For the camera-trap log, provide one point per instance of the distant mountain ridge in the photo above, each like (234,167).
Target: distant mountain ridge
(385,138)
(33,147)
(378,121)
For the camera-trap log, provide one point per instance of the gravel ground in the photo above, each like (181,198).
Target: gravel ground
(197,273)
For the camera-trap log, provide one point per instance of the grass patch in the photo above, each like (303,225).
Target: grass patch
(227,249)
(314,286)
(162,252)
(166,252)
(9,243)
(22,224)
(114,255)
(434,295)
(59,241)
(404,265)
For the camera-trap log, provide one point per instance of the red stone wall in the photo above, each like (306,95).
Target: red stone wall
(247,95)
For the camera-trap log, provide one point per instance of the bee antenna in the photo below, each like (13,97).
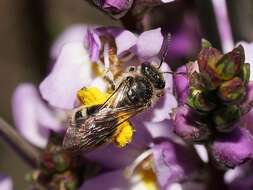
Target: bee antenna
(164,54)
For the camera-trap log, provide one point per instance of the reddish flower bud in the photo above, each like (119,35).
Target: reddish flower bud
(232,90)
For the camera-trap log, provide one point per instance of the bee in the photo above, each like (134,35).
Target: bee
(138,89)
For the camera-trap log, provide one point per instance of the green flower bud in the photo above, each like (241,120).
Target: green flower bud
(230,64)
(232,90)
(245,73)
(197,101)
(225,118)
(207,59)
(205,43)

### Task description
Rescale the data from the line containing "each like (181,198)." through the end of the data, both ends included. Repeat every line, multiplying each answer coordinate by 0.6 and rounding to a whole number with halves rounded up, leave all other numbers unchanged, and omit the pictures and everything outside that span.

### Written response
For the camera-trap log, provide one point per instance of the gravel ground in the photo above, each like (181,198).
Target: gravel ground
(118,164)
For the camera-trap log, provide one point per instance of the grass patch in the photo above, each like (303,225).
Target: grass patch
(136,149)
(188,172)
(97,151)
(100,151)
(5,146)
(13,134)
(68,153)
(260,177)
(35,145)
(242,159)
For the camera-trap log, provide one point per instance of the red stone wall in the photo above, each like (306,95).
Target: red stone wall
(148,57)
For the camera-trap log, provide one point per instance of the bee antenna in the photo below, each like (13,97).
Target: bee antenna
(98,32)
For the camera-trap log, provide one point per instance of the reddish flower bud in the photo above, each like (119,35).
Target: reddish flower bud
(139,54)
For the camera-trap log, provide one point per instance of the bee in the photo above, each like (134,35).
Target: bee
(83,53)
For the camera-trap log, provide one point per instance of the green flower bud in the photo above, each like (241,120).
Target: green flower bud
(138,38)
(139,54)
(147,44)
(118,61)
(135,71)
(124,35)
(123,26)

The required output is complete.